■ What to work on:
Starting at the line that contains "like [28, 32]." and continuing through the end of the records below, write those lines out again with every point coordinate in the answers shifted by -88, leaving the requests and their format samples unchanged. Leave the pictures out of your reply.

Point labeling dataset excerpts
•••••
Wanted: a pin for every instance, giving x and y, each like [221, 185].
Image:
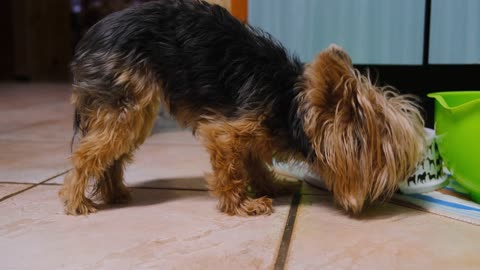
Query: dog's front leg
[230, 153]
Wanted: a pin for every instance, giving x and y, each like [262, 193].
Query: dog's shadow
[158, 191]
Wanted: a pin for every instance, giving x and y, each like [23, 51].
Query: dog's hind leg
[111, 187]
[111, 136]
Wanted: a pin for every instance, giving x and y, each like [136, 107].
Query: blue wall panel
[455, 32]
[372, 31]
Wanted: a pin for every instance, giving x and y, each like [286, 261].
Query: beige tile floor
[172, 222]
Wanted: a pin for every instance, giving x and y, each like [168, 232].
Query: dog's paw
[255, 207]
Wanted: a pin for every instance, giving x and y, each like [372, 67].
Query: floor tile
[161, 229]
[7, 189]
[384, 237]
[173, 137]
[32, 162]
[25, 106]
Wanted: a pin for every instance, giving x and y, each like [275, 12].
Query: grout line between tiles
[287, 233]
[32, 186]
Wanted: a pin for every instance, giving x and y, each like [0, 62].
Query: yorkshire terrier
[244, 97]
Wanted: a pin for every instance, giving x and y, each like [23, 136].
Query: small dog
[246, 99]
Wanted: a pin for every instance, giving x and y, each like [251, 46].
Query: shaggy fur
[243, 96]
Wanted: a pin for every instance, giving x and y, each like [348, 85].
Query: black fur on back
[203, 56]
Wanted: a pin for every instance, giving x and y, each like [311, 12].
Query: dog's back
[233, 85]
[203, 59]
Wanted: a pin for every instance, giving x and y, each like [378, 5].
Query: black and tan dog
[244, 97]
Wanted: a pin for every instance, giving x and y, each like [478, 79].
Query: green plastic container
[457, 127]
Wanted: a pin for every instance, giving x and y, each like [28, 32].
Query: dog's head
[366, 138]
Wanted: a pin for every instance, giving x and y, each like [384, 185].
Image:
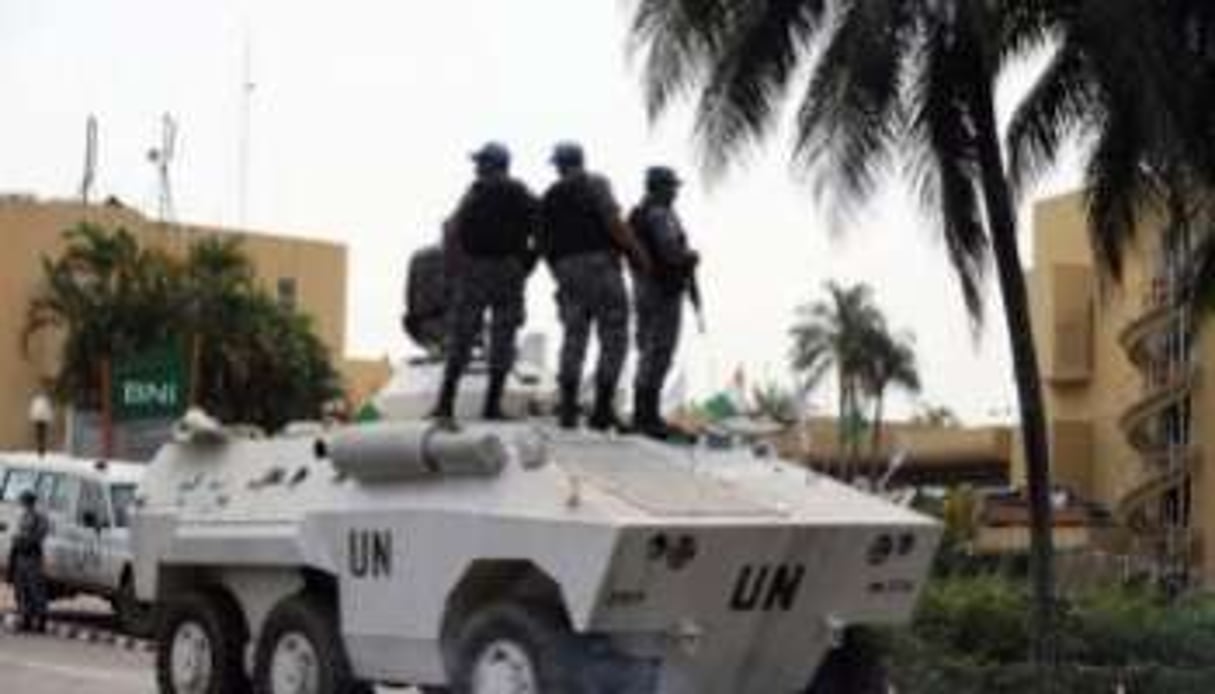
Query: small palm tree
•••••
■ Worked answer:
Wanted: a pin for every instance, giving x and y, each like [28, 32].
Query: dog's head
[278, 50]
Wanted: a pin for every instance, giving x and y, each like [384, 185].
Image:
Query: small palm tree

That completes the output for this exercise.